> **Problem set**
(a) Write out the part of the filing excerpt starting at "Basis of Presentation" and ending at "is April 30.".
(b) Decide whether each statement below agrees with the filing excerpt, and answer yes or no followed by the deciding words of the filing excerpt, quoted exactly: (i) The Company's fiscal year ends on April 30. (ii) The Company owns all of PSSI. (iii) The interim condensed consolidated financial statements were audited.
----- Document
Effective January 12, 2017, Passive Security Scan, Inc. ("PSSI") was incorporated in the state of Utah as subsidiary controlled by the Company.  The Company transferred to PSSI its exclusive world-wide license to the defense, detection and security protection products previously acquired by the Company. The Company currently owns 76.28% of PSSI with 23.72% acquired by several individuals and entities .  The Company’s unique technology works precisely to specifications as required by our technology and as confirmed in the market. All sales and marketing activities will be executed through PSSI.

On June 28, 2022 the Company’s common shares were reversed with each shareholder receiving one share of common stock for each 500 shares held before the reverse split. The number of shares throughout  the disclosure have been retrospectively adjusted  to represent the number of shares after the reverse split.

Basis of Presentation

These condensed consolidated financial statements have been prepared in accordance with accounting principles generally accepted in the United States.  The Company’s fiscal year end is April 30.

The interim condensed consolidated financial statements have been prepared without audit in accordance with accounting principles generally accepted in the United States for interim financial information and with the instructions to Securities and Exchange Commission (“SEC”) Form 10-Q. They do not include all the information and footnotes required by generally accepted accounting principles for complete financial statements. Therefore, these unaudited interim condensed consolidated financial statements should be read in conjunction with the Company’s audited financial statements and notes thereto for the year ended April 30, 2024 included in its Annual Report on Form 10-K filed with the SEC.
----------
----- Information supplied
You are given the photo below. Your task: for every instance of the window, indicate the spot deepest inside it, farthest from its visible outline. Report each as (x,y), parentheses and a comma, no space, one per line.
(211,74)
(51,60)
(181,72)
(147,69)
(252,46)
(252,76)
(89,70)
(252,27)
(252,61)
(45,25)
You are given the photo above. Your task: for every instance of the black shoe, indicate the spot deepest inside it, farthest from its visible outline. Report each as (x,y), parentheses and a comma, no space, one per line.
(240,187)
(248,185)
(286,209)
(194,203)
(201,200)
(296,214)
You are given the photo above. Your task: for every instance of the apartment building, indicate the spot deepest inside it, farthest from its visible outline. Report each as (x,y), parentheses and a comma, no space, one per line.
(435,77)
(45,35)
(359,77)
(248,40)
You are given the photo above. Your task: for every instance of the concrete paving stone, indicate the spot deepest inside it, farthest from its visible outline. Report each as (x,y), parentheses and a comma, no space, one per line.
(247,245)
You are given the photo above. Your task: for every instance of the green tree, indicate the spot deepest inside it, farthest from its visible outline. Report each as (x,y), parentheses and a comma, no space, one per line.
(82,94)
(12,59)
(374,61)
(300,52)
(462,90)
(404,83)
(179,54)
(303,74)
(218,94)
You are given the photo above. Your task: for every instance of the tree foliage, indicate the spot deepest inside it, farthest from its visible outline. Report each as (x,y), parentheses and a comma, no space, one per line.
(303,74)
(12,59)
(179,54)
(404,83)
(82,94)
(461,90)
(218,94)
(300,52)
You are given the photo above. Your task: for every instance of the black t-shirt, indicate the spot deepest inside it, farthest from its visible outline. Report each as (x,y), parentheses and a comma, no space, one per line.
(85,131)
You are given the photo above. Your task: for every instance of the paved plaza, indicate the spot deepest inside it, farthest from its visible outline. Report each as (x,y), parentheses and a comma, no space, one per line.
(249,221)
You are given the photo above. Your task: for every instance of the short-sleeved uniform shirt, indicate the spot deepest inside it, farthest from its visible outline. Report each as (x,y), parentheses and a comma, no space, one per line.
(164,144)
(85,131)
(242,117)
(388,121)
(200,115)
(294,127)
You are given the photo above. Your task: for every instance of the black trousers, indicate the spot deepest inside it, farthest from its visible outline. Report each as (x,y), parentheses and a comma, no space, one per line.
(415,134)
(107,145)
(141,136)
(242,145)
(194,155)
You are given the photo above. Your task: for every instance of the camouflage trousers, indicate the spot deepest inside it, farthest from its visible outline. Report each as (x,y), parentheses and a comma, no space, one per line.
----------
> **Results for the exercise**
(a)
Basis of Presentation

These condensed consolidated financial statements have been prepared in accordance with accounting principles generally accepted in the United States.  The Company’s fiscal year end is April 30.

(b)
(i) Yes: "The Company’s fiscal year end is April 30."
(ii) No: "The Company currently owns 76.28% of PSSI with 23.72% acquired by several individuals and entities"
(iii) No: "The interim condensed consolidated financial statements have been prepared without audit"